(Data listing)

[BEGIN]

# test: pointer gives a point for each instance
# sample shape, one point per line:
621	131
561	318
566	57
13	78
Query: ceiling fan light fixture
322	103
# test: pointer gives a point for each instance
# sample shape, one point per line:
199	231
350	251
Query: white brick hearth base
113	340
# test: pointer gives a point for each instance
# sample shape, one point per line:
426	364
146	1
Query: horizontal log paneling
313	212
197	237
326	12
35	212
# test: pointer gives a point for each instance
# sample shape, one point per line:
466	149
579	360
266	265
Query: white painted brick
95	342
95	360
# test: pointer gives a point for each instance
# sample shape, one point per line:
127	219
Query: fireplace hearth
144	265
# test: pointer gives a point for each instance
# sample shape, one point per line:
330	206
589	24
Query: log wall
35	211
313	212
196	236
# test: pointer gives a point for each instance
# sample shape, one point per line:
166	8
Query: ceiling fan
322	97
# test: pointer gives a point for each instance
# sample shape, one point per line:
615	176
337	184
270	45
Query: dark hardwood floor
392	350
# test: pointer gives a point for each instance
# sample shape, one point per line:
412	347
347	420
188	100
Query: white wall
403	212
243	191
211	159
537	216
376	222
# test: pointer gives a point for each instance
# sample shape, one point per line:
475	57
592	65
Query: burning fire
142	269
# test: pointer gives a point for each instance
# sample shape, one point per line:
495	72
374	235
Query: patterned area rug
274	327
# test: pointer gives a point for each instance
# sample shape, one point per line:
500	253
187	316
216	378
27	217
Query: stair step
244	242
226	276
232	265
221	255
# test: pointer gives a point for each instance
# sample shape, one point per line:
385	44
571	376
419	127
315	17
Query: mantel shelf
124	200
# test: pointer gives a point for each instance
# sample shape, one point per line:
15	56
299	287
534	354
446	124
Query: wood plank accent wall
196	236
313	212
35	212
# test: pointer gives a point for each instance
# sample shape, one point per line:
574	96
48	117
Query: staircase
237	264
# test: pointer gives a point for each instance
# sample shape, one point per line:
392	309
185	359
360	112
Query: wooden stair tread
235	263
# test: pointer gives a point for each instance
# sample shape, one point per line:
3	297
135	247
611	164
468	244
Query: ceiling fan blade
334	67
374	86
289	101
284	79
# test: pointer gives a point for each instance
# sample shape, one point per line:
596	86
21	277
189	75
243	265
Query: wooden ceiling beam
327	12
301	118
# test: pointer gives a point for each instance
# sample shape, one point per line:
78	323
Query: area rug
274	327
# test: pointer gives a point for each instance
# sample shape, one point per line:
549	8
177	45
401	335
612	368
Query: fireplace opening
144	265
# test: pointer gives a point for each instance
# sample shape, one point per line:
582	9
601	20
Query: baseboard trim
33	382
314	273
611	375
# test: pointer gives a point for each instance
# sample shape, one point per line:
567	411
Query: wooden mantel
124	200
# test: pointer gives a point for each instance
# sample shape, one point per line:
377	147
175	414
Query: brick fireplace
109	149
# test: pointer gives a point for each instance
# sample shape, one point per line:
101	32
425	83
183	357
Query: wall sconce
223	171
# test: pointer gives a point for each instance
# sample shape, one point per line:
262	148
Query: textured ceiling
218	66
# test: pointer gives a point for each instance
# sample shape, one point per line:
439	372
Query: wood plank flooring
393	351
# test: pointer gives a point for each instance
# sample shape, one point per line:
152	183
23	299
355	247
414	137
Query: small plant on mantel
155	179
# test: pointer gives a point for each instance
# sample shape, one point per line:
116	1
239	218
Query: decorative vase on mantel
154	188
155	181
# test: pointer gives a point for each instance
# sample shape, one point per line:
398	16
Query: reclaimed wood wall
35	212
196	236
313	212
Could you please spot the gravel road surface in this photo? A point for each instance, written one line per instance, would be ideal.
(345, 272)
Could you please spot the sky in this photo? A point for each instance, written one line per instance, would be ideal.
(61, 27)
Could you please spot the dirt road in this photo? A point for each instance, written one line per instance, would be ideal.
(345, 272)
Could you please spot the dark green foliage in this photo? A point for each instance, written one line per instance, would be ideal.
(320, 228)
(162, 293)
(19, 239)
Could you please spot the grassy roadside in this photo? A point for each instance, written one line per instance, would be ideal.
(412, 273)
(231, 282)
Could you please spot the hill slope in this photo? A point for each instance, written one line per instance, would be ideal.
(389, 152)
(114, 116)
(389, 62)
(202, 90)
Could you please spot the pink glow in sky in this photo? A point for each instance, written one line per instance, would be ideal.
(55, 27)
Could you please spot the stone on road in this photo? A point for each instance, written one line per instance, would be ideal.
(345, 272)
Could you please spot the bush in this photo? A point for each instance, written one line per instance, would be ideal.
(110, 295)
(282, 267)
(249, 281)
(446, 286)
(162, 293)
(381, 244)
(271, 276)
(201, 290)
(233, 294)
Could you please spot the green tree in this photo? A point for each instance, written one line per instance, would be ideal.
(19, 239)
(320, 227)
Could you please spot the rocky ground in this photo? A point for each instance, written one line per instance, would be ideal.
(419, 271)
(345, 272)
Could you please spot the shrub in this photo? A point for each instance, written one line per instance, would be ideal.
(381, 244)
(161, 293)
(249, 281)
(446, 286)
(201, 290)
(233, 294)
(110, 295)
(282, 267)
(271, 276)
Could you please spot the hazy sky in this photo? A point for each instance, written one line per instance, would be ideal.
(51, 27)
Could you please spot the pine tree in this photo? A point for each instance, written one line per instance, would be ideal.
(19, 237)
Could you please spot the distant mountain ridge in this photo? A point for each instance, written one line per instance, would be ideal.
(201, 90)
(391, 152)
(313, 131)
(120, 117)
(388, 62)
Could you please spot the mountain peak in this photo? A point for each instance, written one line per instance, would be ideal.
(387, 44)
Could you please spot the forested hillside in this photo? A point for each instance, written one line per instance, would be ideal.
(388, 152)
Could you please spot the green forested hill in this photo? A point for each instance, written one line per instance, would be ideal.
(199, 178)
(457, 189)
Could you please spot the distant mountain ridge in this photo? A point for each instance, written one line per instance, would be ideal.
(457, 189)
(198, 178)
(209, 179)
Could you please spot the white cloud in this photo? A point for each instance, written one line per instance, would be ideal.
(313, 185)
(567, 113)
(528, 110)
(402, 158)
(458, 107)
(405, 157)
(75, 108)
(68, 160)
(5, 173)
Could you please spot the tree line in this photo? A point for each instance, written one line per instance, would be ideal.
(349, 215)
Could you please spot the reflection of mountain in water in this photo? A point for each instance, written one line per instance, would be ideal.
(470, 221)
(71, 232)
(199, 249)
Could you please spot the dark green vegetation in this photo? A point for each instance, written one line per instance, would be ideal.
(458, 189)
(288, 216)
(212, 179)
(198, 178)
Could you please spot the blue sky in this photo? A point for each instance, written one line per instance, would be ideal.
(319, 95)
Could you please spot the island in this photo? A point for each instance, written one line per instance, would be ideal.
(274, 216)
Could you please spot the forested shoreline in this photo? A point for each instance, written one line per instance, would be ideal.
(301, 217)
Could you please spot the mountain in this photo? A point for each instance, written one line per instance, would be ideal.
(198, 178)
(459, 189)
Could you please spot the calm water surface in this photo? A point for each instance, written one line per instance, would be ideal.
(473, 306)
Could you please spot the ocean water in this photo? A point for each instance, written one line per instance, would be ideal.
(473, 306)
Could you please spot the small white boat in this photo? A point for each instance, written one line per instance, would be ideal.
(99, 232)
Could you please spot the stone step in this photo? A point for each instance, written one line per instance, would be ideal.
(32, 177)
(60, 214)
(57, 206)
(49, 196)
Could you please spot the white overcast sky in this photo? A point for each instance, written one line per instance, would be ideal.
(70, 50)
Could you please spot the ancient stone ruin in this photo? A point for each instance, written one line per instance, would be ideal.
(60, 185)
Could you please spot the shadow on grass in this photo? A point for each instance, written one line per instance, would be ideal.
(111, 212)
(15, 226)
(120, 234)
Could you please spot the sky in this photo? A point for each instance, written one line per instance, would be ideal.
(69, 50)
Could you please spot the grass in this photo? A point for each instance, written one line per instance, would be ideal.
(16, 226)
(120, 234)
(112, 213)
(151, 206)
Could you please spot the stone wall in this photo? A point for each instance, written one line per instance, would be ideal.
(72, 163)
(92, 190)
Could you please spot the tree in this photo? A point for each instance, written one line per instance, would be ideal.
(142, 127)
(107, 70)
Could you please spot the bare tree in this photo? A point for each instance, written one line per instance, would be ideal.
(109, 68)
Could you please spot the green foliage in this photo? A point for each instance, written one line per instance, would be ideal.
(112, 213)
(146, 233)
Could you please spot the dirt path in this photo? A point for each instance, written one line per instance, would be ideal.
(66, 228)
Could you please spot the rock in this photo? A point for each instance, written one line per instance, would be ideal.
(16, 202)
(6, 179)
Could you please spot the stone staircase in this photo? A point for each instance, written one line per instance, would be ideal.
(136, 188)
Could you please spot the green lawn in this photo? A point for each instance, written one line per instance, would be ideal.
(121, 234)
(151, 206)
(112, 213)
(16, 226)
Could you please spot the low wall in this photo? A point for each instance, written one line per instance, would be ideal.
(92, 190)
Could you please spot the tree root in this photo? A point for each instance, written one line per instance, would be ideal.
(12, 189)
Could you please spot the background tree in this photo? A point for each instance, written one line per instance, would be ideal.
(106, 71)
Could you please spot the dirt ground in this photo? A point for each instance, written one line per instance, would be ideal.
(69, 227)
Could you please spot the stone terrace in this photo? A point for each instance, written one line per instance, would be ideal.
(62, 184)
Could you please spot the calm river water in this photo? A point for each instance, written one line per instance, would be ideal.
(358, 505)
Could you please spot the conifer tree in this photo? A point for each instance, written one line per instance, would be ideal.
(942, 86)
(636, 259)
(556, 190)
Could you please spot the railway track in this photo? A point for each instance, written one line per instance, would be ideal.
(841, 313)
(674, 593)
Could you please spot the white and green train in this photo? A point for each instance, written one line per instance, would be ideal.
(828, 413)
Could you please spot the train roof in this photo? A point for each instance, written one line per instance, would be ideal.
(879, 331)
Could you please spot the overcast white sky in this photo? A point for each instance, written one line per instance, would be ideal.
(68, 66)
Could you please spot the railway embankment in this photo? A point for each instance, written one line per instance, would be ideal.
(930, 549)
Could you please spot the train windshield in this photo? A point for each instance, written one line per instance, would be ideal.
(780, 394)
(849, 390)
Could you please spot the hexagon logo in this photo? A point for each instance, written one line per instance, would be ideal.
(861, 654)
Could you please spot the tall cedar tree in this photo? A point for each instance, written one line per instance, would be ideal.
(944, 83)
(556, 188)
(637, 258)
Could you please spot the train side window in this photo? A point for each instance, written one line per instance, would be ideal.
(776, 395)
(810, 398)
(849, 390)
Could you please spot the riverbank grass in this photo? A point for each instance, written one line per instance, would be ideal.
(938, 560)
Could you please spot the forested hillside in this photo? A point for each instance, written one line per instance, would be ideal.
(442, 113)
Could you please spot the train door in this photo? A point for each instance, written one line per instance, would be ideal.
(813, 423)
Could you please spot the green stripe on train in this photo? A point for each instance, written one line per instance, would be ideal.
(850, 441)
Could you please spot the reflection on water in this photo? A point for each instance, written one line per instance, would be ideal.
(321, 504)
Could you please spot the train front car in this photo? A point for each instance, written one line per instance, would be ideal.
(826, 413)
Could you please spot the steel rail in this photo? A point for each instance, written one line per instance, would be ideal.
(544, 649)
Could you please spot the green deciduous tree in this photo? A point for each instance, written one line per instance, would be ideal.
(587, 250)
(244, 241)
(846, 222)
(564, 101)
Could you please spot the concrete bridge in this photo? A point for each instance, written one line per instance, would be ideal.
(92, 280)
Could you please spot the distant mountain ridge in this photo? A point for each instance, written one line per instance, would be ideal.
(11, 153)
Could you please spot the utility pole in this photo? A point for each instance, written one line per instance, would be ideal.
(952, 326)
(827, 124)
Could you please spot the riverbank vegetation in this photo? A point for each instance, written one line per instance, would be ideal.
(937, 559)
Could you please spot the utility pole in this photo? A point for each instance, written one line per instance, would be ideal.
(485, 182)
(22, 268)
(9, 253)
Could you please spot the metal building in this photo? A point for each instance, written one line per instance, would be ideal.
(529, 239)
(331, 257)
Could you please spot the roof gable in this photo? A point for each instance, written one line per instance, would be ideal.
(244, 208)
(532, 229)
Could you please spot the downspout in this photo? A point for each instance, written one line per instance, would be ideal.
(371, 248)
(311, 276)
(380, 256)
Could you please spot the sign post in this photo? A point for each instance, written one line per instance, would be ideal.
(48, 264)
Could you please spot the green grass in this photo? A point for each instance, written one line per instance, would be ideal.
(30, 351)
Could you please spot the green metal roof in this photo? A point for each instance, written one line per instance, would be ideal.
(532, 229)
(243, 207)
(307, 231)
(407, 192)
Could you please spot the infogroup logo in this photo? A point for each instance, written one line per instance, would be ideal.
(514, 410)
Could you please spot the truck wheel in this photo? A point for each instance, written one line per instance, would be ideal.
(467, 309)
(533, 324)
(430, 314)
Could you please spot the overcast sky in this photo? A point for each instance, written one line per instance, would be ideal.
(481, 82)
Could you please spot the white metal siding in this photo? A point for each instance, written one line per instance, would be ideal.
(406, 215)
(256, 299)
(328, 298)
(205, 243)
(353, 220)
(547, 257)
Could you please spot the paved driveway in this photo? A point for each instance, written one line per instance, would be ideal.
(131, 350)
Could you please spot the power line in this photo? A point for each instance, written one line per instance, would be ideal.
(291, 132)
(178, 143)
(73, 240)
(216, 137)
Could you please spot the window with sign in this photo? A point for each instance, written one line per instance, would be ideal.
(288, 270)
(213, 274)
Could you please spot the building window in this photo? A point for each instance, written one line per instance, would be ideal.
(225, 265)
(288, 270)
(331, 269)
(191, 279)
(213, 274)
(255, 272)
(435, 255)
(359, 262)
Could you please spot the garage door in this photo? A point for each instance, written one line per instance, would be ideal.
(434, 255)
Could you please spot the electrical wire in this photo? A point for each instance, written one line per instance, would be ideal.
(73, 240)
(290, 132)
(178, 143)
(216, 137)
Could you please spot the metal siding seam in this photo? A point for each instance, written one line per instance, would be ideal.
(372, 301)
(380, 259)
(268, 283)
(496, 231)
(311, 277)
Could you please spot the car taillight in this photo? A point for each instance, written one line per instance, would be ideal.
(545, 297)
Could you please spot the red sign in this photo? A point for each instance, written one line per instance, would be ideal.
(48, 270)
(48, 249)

[END]

» **Exercise requirements**
Please copy out, word for word, the material from the line containing "Could you please spot the car" through the final line, both included.

» **Exercise solution**
Could you please spot the car taillight in this photo? A point for each instance, written one line per instance, would be ideal.
(545, 297)
Could you please spot the red sign in this photo? A point for each instance, written one line per instance, would be ideal.
(48, 270)
(48, 249)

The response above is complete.